BEGIN GIVEN DATA

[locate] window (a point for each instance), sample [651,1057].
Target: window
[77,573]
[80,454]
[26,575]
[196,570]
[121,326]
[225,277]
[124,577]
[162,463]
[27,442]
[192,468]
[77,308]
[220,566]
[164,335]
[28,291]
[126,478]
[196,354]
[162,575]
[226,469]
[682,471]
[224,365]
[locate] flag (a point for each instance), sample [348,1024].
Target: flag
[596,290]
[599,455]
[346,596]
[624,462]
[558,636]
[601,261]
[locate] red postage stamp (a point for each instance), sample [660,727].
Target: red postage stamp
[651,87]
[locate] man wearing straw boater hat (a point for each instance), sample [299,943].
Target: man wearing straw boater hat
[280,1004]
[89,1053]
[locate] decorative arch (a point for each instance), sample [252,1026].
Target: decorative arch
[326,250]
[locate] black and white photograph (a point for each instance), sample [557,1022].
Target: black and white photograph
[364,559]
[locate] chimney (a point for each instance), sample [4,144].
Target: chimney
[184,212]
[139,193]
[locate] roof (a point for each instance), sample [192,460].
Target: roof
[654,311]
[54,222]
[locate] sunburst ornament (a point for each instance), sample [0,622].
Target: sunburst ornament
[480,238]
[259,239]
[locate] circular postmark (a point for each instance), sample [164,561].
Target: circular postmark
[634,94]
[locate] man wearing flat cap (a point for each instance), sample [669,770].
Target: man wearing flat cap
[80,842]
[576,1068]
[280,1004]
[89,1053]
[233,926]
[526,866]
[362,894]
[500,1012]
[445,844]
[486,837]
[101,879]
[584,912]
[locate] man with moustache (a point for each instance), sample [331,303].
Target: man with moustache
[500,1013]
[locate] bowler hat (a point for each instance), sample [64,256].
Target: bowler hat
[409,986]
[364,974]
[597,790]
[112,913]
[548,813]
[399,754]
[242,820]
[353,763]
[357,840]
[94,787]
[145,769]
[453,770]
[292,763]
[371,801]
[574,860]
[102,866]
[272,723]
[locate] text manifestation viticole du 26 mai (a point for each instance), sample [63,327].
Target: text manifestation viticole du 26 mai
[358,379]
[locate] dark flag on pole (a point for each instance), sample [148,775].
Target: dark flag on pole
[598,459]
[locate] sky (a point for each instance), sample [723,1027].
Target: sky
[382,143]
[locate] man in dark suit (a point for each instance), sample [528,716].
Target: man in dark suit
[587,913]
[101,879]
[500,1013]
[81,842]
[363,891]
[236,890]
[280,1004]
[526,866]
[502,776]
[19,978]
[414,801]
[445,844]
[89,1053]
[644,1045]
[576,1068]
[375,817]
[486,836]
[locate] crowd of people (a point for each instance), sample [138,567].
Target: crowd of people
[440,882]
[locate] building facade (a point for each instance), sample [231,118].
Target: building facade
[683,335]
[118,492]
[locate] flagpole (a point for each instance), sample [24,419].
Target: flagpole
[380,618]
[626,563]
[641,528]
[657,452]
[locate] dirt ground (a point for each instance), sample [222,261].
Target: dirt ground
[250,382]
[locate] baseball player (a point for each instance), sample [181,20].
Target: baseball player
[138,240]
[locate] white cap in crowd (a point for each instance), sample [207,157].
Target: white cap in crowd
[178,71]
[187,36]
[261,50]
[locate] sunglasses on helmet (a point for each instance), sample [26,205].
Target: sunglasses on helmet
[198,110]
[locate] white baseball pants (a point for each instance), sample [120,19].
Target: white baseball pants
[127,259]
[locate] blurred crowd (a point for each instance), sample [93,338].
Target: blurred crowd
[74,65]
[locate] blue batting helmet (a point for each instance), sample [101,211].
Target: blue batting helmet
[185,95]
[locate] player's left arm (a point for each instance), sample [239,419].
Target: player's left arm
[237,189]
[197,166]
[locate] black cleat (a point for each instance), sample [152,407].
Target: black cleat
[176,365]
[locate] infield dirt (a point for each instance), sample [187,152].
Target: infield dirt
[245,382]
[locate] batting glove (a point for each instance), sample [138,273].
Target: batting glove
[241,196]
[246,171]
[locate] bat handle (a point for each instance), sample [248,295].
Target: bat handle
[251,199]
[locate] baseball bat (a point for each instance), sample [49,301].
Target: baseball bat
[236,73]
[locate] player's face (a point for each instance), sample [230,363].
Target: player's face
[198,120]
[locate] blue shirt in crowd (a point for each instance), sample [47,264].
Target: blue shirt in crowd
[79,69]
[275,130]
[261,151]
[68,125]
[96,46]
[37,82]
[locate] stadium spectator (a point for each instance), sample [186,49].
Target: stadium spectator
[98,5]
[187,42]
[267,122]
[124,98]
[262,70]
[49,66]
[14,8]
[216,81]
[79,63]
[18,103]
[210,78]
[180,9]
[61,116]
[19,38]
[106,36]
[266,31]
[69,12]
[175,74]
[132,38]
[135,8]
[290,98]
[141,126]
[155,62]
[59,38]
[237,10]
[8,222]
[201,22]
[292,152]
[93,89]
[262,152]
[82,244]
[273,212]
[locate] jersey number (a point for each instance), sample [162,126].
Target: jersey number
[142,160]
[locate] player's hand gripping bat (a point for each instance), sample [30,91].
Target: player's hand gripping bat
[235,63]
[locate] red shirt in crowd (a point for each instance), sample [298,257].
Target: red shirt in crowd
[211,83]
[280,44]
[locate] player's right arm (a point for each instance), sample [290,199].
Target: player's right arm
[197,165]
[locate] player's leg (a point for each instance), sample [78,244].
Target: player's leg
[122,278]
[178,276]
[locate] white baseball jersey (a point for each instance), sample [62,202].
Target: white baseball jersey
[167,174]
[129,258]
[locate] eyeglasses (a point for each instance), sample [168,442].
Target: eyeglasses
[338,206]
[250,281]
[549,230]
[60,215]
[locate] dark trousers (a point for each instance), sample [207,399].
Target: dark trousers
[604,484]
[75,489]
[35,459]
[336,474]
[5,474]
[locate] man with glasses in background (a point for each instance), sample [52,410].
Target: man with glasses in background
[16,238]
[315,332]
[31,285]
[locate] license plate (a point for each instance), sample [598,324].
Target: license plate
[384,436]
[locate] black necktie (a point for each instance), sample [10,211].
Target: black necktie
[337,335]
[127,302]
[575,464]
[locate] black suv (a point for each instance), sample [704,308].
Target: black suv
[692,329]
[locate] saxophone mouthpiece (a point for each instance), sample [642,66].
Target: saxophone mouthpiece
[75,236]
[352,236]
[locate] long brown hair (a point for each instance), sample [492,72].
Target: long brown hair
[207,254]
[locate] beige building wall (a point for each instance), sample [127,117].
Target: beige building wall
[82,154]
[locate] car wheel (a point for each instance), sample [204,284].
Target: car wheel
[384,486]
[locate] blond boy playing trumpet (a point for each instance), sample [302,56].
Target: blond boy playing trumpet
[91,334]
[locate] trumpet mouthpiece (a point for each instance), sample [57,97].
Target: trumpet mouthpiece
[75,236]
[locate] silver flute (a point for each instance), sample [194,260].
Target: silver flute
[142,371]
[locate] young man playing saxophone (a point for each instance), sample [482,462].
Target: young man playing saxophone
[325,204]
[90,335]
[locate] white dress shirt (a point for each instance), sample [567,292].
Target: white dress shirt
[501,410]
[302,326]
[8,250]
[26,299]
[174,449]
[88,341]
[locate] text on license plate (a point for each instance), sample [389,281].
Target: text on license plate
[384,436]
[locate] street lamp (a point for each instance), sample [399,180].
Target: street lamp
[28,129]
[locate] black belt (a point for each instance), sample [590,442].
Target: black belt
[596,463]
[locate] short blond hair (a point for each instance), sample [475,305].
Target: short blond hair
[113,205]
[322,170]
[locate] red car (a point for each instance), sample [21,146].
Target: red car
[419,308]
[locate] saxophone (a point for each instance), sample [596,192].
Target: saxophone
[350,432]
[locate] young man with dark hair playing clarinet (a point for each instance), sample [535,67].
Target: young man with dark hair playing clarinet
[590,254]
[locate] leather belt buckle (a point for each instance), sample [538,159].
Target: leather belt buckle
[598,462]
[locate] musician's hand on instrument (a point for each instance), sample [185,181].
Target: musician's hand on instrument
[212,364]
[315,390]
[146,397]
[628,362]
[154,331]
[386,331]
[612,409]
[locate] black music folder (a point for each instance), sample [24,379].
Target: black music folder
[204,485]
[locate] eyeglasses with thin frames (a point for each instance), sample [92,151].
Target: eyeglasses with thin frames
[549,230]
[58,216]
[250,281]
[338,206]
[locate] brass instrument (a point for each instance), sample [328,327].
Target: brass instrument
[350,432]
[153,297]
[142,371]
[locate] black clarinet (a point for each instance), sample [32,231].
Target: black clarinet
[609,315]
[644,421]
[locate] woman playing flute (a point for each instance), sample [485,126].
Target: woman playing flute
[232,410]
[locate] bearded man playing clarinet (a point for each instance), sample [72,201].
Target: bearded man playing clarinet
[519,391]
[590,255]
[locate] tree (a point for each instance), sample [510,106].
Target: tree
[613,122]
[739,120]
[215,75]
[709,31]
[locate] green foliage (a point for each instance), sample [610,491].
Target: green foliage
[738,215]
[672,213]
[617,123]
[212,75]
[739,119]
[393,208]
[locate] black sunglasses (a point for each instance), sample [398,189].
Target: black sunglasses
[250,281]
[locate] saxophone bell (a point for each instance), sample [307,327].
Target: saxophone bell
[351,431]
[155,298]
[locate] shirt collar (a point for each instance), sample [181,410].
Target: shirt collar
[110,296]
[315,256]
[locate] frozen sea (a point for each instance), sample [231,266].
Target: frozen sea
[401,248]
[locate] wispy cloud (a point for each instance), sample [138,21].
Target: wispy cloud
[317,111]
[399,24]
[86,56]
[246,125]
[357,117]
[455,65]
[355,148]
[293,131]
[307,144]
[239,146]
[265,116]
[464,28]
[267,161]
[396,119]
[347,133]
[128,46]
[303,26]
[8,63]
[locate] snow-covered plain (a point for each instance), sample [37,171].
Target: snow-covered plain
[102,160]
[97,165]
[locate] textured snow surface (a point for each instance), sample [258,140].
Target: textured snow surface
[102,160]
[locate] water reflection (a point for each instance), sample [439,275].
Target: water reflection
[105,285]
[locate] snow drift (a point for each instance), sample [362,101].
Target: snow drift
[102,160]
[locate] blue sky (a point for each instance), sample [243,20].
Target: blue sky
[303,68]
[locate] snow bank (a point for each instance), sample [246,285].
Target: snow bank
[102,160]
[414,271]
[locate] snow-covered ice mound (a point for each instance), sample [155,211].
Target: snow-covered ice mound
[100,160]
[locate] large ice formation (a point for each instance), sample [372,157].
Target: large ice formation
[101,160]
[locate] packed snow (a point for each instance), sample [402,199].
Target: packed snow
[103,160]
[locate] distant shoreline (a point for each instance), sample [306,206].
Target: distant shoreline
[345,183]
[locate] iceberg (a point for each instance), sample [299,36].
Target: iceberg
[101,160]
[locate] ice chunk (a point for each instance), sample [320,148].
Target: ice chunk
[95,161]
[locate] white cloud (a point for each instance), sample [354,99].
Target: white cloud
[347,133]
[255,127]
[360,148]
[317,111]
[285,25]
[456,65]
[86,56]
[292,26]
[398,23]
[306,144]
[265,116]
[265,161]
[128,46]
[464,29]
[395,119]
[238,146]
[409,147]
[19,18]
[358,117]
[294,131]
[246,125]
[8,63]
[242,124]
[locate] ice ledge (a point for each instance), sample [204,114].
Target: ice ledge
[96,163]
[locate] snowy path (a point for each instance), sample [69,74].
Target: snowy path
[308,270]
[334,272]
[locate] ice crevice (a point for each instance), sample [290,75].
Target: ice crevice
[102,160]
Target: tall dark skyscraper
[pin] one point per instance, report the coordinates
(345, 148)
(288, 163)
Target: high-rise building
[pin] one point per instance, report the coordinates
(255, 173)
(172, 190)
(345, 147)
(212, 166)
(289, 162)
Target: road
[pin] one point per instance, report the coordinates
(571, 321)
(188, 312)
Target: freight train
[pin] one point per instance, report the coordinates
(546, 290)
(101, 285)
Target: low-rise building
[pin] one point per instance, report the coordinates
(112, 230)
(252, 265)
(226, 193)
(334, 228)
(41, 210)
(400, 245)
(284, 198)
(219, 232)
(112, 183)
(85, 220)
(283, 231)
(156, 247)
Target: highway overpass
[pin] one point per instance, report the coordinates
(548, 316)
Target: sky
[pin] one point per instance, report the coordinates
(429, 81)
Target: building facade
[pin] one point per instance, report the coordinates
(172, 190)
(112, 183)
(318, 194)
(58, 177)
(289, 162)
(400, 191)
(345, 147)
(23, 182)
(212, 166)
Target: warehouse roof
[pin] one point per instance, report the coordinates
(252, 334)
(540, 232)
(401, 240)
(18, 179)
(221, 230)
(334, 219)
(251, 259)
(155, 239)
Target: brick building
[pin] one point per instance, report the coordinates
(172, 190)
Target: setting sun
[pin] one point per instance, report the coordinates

END GIVEN DATA

WRITTEN TASK: Only the lines from the one that contains "[locate] ice ledge" to the end of the entries above should be given again, exactly and in full.

RESULT OF THIS TASK:
[locate] ice ledge (a point for each instance), sample [204,114].
Target: ice ledge
[96,163]
[locate] snowy path (a point for each instance), sample [69,74].
Target: snowy path
[308,270]
[334,272]
[locate] ice crevice (a point for each instance), sample [290,75].
Target: ice crevice
[102,160]
Target: tall dark skyscraper
[pin] one point per instance, report the coordinates
(345, 148)
(288, 163)
Target: high-rise building
[pin] one point per instance, report the coordinates
(255, 173)
(172, 190)
(345, 147)
(212, 166)
(289, 162)
Target: road
[pin] one point per instance, report the coordinates
(571, 321)
(188, 312)
Target: freight train
[pin] one point per instance, report the coordinates
(546, 290)
(101, 285)
Target: low-rise building
[pin] one point per instance, report the coordinates
(112, 230)
(252, 265)
(226, 193)
(334, 228)
(41, 210)
(400, 245)
(284, 198)
(219, 232)
(112, 183)
(85, 220)
(283, 231)
(156, 247)
Target: highway overpass
[pin] one point per instance, report the coordinates
(548, 316)
Target: sky
[pin] one point per instance, report the coordinates
(429, 81)
Target: building facade
[pin] one point per instance, report the coordinates
(172, 190)
(112, 183)
(318, 194)
(58, 177)
(289, 162)
(400, 191)
(345, 147)
(23, 182)
(212, 166)
Target: warehouse roof
[pin] one point per instance, report the coordinates
(252, 334)
(540, 232)
(401, 240)
(18, 179)
(221, 230)
(334, 219)
(251, 259)
(155, 239)
Target: brick building
[pin] one point per instance, report the coordinates
(172, 190)
Target: setting sun
[pin] one point per instance, report the coordinates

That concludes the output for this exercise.